* _QUOTED TEXT_
+--

I have found teaching history at UIC exciting. The range of courses I have been able to teach is broad indeed, from weekly independent study meetings with one, two, or three students, both undergraduate and graduate, to specialized undergraduate and graduate courses on Russian and Soviet history with enrollments of fifteen students, to sweeping survey courses on the European transformation of the world (HIST/INST 105) and on Russia in War and Revolution (HIST 137) with up to 300 students. The students I have had the pleasure to teach have ranged from history undergraduate majors and MA, MAT, and PhD candidates in history to a rich diversity of majors in my survey courses. The diversity of my students has also been great from the point of view of ethnic background, race, national origin, and stage in life. My students hale from dozens of different countries; many are full-time students, some take courses while plying a host of different professions and trades.

+--

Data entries
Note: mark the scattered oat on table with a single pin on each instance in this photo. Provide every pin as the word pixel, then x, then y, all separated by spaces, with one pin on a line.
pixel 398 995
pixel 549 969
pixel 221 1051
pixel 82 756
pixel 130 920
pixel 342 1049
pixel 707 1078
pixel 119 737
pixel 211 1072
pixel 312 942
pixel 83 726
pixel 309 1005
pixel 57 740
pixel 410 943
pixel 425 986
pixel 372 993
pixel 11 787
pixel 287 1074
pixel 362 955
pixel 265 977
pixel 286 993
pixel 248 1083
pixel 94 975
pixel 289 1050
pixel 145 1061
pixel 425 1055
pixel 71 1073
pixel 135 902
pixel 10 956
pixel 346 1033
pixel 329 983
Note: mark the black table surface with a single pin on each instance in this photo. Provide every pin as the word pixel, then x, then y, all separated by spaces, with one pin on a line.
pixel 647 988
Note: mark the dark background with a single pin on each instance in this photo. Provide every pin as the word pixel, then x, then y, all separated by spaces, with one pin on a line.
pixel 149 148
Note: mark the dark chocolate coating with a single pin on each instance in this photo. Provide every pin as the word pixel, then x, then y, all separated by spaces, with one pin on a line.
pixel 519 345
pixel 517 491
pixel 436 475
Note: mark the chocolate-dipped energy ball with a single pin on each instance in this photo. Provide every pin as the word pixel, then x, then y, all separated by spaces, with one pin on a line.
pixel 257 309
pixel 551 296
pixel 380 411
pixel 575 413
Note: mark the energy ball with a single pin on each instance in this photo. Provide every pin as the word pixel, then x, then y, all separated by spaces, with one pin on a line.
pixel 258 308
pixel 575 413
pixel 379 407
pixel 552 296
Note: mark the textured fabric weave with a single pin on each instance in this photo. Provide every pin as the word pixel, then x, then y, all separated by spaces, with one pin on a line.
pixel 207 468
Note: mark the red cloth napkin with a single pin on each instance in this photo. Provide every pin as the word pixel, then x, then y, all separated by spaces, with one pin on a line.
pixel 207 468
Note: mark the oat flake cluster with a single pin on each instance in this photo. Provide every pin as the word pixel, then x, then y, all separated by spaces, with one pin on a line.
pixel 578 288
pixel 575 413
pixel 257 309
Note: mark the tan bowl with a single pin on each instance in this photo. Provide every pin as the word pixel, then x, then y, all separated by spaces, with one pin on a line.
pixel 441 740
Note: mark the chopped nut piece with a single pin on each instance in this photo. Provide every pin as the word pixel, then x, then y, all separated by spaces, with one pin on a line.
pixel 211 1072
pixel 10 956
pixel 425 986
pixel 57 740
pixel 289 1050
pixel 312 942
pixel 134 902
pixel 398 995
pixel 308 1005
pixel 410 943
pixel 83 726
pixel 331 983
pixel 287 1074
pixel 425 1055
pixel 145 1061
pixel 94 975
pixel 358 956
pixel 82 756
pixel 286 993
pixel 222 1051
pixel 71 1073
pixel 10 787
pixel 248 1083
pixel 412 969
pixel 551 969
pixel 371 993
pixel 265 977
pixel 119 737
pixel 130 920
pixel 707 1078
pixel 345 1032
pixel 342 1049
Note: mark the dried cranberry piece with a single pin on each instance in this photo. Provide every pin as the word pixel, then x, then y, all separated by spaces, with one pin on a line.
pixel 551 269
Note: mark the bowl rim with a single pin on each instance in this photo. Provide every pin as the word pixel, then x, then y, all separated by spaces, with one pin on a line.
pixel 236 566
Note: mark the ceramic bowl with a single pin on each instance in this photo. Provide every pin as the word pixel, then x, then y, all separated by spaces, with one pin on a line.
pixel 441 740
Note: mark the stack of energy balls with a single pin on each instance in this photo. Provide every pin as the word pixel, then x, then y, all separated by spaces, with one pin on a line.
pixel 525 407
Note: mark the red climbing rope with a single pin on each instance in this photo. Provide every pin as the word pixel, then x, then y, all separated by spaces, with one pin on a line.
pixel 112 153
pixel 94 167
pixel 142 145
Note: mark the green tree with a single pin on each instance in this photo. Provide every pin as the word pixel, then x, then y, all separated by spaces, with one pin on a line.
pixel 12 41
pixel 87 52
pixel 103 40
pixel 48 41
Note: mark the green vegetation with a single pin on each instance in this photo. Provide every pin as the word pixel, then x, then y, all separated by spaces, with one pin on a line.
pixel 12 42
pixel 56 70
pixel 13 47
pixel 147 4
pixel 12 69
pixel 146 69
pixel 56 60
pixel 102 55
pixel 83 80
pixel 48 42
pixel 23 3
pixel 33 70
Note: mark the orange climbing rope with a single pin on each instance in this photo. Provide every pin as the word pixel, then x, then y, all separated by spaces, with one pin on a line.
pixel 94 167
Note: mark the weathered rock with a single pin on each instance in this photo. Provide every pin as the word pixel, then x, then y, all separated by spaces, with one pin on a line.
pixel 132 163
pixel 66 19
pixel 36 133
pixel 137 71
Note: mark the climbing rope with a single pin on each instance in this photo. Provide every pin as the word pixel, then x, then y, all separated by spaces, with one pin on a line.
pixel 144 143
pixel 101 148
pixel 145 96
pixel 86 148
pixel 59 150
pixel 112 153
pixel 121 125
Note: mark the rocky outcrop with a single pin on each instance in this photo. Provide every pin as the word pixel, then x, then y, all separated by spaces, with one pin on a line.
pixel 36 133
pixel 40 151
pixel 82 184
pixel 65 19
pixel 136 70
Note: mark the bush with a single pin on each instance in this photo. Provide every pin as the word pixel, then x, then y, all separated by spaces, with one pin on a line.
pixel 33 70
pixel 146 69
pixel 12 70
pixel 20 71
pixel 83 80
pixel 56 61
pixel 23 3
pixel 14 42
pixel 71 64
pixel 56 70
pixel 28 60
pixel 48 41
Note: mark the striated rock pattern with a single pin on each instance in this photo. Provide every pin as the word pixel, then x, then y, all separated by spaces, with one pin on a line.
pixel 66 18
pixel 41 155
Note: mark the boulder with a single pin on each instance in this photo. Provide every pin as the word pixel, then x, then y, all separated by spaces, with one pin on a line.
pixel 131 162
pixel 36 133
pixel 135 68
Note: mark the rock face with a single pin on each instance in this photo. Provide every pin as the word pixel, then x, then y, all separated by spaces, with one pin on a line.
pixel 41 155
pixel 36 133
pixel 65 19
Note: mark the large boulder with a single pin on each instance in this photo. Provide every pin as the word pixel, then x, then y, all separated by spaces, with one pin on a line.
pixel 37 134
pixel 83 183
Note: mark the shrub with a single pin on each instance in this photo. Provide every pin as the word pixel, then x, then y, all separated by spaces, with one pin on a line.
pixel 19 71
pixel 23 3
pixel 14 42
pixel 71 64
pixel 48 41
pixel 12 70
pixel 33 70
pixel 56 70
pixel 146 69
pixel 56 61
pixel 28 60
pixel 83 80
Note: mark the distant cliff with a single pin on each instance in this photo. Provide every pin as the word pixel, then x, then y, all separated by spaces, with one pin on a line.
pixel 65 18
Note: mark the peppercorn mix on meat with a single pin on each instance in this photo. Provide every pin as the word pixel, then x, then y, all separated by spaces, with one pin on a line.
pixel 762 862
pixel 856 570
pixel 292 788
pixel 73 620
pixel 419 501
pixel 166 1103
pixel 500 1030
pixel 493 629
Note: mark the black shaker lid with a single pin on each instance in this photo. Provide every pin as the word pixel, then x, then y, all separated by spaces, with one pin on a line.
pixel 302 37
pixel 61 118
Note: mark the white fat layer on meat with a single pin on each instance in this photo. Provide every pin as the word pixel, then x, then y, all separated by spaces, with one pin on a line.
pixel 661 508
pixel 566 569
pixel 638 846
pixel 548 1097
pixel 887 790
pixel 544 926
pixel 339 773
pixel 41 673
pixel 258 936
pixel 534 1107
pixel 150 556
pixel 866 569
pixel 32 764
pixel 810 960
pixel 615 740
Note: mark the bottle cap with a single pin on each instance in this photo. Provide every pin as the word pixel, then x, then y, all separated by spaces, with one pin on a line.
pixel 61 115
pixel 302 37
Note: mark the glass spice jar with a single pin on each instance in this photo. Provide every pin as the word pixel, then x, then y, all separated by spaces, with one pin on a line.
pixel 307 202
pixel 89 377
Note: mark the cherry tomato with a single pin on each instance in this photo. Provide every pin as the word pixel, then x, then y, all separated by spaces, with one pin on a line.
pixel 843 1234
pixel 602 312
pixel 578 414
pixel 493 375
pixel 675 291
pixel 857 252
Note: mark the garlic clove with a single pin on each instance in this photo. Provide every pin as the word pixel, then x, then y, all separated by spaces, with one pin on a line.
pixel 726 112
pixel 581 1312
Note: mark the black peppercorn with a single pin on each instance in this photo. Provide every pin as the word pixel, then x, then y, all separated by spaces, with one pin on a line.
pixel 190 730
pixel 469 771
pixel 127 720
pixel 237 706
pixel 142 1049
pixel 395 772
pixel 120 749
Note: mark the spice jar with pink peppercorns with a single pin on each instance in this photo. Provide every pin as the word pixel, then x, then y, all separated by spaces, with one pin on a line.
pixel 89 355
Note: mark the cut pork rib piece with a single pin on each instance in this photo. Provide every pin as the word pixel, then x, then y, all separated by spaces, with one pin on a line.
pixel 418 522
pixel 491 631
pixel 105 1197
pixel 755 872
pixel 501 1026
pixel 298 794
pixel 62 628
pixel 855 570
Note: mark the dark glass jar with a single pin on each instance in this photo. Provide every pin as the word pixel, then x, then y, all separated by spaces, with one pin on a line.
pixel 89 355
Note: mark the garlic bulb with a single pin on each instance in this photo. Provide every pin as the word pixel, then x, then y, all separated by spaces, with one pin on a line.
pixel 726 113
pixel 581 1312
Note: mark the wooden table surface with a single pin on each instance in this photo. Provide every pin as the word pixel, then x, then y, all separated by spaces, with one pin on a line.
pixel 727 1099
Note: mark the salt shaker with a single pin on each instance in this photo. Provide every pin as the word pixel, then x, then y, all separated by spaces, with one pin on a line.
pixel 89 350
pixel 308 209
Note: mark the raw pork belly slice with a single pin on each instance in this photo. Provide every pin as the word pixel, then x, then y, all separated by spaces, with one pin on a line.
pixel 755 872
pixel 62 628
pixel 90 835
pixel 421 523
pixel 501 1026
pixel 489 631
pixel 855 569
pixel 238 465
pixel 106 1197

+--

* _TASK INSTRUCTIONS_
#1 Based on the statement on teaching history, explain why the range of courses taught at UIC is called broad.
#2 According to the statement on teaching history, what is the course number of Russia in War and Revolution?
#3 Continue the statement on teaching history from its final sentence.

* _EXERCISE ANSWERS_
#1 The courses run from weekly independent study meetings with one, two, or three undergraduate and graduate students, through specialized Russian and Soviet history courses of about fifteen students, to large survey courses such as HIST/INST 105 and HIST 137 with up to 300 students.

#2 HIST 137.

#3
Naturally, I have tailored my pedagogical approach to the specific nature of each course. I generally structure my upper-level undergraduate courses and graduate courses in the form of colloquia, with an emphasis on the discussion of assigned texts in-class and the writing (and re-writing) of three to five short (4-6 pages) essays on assigned or agreed-upon topics. In most cases, the students present one or two oral reports to the class on their readings, which have in some courses depended more on student choice than on instructor assignment. In my survey of the Russian Revolution, students undertake primary-source research and write a 10 page term paper based on a topic of their choice. My discipline-specific goals in all of these courses are to help the students to acquire valuable knowledge about the past while developing their ability to think as historians, that is, to piece together an understanding of the past through a judicious, critical reading of historical literature and primary sources. Equally important to me as an educator is to aid my students to increase their facility for self-expression, both written and oral. As I often tell my students, there is little point in acquiring knowledge if one is unable to communicate what one has learned to others.

Overall, I have been grateful for the opportunity of taking part in the education of thousands of students at UIC. There are few more exhilarating feelings for a university professor than to witness the return of students to campus at the start of an academic year. It signals the yearly rebirth of the university, a rebirth the more welcome as the physical world is just then leaning toward its yearly decline.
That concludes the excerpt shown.